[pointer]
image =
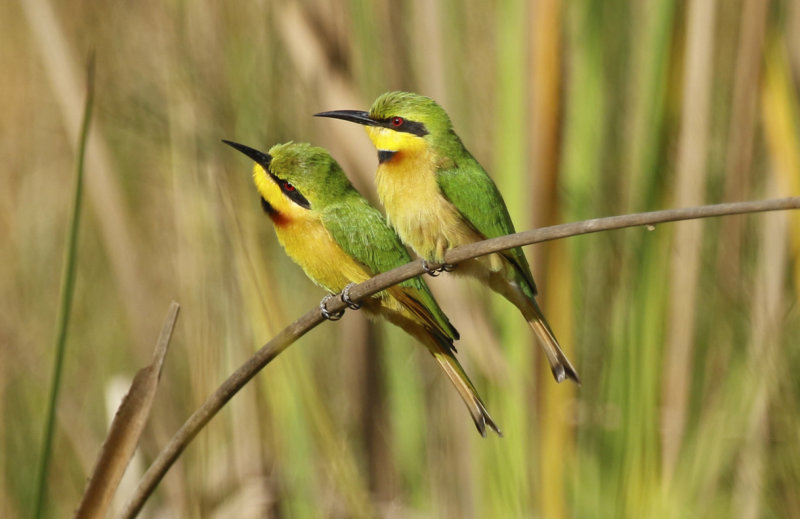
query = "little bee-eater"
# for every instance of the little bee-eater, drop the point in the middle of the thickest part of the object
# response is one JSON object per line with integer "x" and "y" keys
{"x": 338, "y": 239}
{"x": 437, "y": 196}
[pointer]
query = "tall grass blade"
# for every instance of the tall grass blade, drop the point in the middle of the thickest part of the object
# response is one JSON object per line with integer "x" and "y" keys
{"x": 66, "y": 295}
{"x": 126, "y": 428}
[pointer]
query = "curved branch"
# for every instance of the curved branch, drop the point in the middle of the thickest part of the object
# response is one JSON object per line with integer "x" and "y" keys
{"x": 300, "y": 327}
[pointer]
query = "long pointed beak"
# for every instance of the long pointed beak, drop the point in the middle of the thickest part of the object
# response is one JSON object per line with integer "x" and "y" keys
{"x": 261, "y": 158}
{"x": 354, "y": 116}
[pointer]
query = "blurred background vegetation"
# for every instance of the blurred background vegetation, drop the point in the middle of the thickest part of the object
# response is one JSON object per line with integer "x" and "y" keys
{"x": 686, "y": 336}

= WHAT IS REQUIRED =
All lines of the listing holding the string "curved" must be returned, copied as they stand.

= REPLY TO THE EXERCISE =
query = "curved branch"
# for every instance of the curved branch, drop the point in the middle of the thickest part of the object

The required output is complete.